■ Written task 1: Please scale the listing that comes after the text: write out every line of it again, including the request, with each coordinate in the answers multiplied by 1.8 and rounded to a whole number, halves rounded up.
[BEGIN Text excerpt]
Area of equilateral triangle is $$(S^2\sqrt{3})/4$$

So $$(S^2\sqrt{3})/4$$ = $$64\sqrt{3}$$

Simplify this to$$S = 16\sqrt{3}/\sqrt{3}$$ -> = 16. One side is 16, divide by 2 to get 8.

I simply ignored the "-32" - is this a valid way of doing it?

Hi erikvm,

The best approach would be to write down the equations for the area of shaded region and then equate both sides. Your method worked because the final expression was written in the form where you could equate two expressions from LHS and RHS. This may not be the case always and hence is not the best practice to follow.

Also to answer bgpower's question, the final equation can be written as

$$\sqrt{3}r^2 - \frac{πr^2}{2} = 64\sqrt{3} - 32π$$

There are two easy ways to solve the equation for r.

Equating the expression
You can see the similarity in expression on both sides of the equation and can equate $$\frac{πr^2}{2} = 32π$$ or $$\sqrt{3}r^2 = 64\sqrt{3}$$ . This would give you the value of $$r = 8$$.
[END Text excerpt]
■ Written task 2: Carry on the forum discussion about solving the triangle area equation for r, starting after its last sentence.
[BEGIN Material shown]
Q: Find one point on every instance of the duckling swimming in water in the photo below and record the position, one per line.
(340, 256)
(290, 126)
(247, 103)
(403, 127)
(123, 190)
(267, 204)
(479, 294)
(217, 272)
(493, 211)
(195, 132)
[END Material shown]
■ Output 1:
Q: Find one point on every instance of the duckling swimming in water in the photo below and record the position, one per line.
(612, 461)
(522, 227)
(445, 185)
(725, 229)
(221, 342)
(481, 367)
(862, 529)
(391, 490)
(887, 380)
(351, 238)

■ Output 2:
Solving the equation
Alternatively the equation can also be solved very quickly. You just need to be aware of the possibilities of the terms canceling out.

The equation can be written as $$r^2 =$$ ($$64\sqrt{3} - 32π)/(\sqrt{3}- \frac{π}{2})$$

If we take $$64$$ common from the numerator we will have the expression as $$r^2 =$$ $$64 *( \sqrt{3} - \frac{π}{2})/(\sqrt{3}- \frac{π}{2})$$ thus resulting in $$r^2 = 64$$ and $$r = 8$$

So with the above approach, it is possible to solve the question in less than 2 minutes.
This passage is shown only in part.